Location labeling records
══════════
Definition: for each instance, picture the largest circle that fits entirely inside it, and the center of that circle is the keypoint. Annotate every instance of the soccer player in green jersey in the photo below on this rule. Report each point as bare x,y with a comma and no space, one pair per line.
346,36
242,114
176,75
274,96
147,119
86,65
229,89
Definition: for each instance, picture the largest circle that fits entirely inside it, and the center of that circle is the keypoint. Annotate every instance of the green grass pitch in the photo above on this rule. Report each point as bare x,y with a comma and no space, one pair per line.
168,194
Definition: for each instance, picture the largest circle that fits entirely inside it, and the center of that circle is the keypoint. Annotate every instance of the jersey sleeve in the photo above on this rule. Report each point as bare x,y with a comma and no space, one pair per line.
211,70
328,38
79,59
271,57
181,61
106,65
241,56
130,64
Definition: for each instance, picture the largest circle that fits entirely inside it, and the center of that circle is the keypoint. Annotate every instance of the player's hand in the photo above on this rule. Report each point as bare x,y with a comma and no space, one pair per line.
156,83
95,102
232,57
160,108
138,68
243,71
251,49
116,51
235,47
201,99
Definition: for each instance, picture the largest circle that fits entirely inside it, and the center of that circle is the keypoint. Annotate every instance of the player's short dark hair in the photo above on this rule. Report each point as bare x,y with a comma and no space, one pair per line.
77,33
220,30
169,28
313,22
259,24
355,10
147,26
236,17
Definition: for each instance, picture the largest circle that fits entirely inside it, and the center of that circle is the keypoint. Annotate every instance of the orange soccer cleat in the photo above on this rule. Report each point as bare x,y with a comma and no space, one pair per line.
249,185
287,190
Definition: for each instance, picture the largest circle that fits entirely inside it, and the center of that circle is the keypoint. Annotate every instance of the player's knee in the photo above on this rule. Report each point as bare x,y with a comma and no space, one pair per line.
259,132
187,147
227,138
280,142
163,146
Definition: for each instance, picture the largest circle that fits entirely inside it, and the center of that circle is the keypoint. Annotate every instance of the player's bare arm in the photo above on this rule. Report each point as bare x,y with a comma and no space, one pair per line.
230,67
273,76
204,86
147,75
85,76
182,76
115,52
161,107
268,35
══════════
TASK PROMPT: Rescale the coordinates in the records, beginning at the line that has "the player's bare" and stopping after the last line of the records. Write all of those lines out again, the request included, with each coordinate multiplied by 0.55 and rounded to a whole number, halves up.

WRITTEN ANSWER:
Definition: for each instance, picture the largest circle that fits entirely inside it, and the center of that circle is the keypoint. Annotate every instance of the player's bare arm in the photo above on this rule. Report each point as bare x,y with a comma and no space, one pair per line.
127,37
150,42
112,47
81,41
47,42
100,42
63,29
89,59
147,19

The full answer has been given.